> [TEXT SHOWN]:
SOFA
====
This package contains the source code of the sofa algorithm from the following
publication:
	Biclustering and Boolean Matrix Factorization in Data Streams
	by Stefan Neumann and Pauli Miettinen
	PVLDB, 13(10): 1709-1722, 2020
	DOI: https://doi.org/10.14778/3401960.3401968
If you use this code in one of your papers, you need to cite the above
publication; we would be happy if you also sent us a mail about your paper.
If you use this code in your company, please send us a mail telling us what
you use the code for.  The source code is licensed under an MIT license.
See LICESE file for further details.


REQUIREMENTS
------------
To run the algorithm, you need to a reasonably new version of python3 (the 
code was tested with python3.6 and python3.8). Furthermore, the code is 
using the following packages: numpy, scipy, scikit-learn.

If you have pipenv, you can set up a working environment with 
    pipenv install
That will install the required packages and the centermodule package bundled 
with this code (see below).

If you do not use pipenv, you first have to compile centermodule. To compile
centermodule, you need to run the following command:
	python3 setup.py build && python3 setup.py install
If for whatever reason this does not work for you, centermodule is only used in
the files OnlineFL and CoverLeftSide. Both files contain Python code (commented
out) which can be used to substitute centermodule, but this will be much slower.


RUNNING THE ALGORITHM
---------------------
To see an exhaustive list of all parameters offered by sofa, run:
	python3 main.py -h

To run the BMF VERSION of sofa, call the algorithm as follows:
	python3 main.py -k 20 --maxNumCenters 200 --MGMaxCounter 2000 --s 500 --clustering doNothing --threshold auto --minClusterSize 20 --coverLeftSide FindAllAssoStyleTopK -i INPUT_FILE (--fileIsSparse) -o RIGHT_CLUSTER_OUTPUT --leftClusterOutputFile LEFT_CLUSTER_OUTPUT (--sparseOutput) --verbose 1

To run the BICLUSTERING VERSION of sofa, call the algorithm as follows:
	python3 main.py -k 20 --maxNumCenters 200 --MGMaxCounter 2000 --s 500 --clustering kmeans --threshold auto --minClusterSize 20 --coverLeftSide FindOne -i INPUT_FILE (--fileIsSparse) -o RIGHT_CLUSTER_OUTPUT --leftClusterOutputFile LEFT_CLUSTER_OUTPUT (--sparseOutput) --verbose 1


USING MULTIPLE ROUNGING THRESHOLDS
----------------------------------
If you wish to use multiple rounding thresholds (Section 5.4) at once, simply
pass the --threshold option multiple times. The output of the left and right
clusters will then add the suffix '_$threshold' to RIGHT_CLUSTER_OUTPUT and
LEFT_CLUSTER_OUTPUT.

> [TASKS TO PERFORM]:
1. According to the SOFA package text, why can the algorithm still be run if compiling centermodule fails, and what is the cost of doing so?
2. Repeat a passage of the SOFA package text word for word: begin at the words "If you have" and stop after "be much slower.".

> [AVAILABLE DATA]:
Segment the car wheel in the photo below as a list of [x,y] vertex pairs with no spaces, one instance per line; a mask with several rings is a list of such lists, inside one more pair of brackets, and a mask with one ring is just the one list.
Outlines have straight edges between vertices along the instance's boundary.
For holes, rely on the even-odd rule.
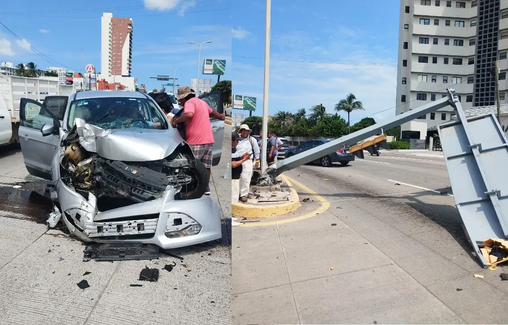
[[320,162],[321,163],[321,166],[323,167],[329,167],[332,165],[332,162],[330,160],[330,157],[328,156],[322,157]]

> [ANSWERS TO THE TASKS]:
1. Centermodule is used only in the files OnlineFL and CoverLeftSide, and both contain commented-out Python code that can replace it. Using that substitute code makes the algorithm much slower.

2.
If you have pipenv, you can set up a working environment with 
    pipenv install
That will install the required packages and the centermodule package bundled 
with this code (see below).

If you do not use pipenv, you first have to compile centermodule. To compile
centermodule, you need to run the following command:
	python3 setup.py build && python3 setup.py install
If for whatever reason this does not work for you, centermodule is only used in
the files OnlineFL and CoverLeftSide. Both files contain Python code (commented
out) which can be used to substitute centermodule, but this will be much slower.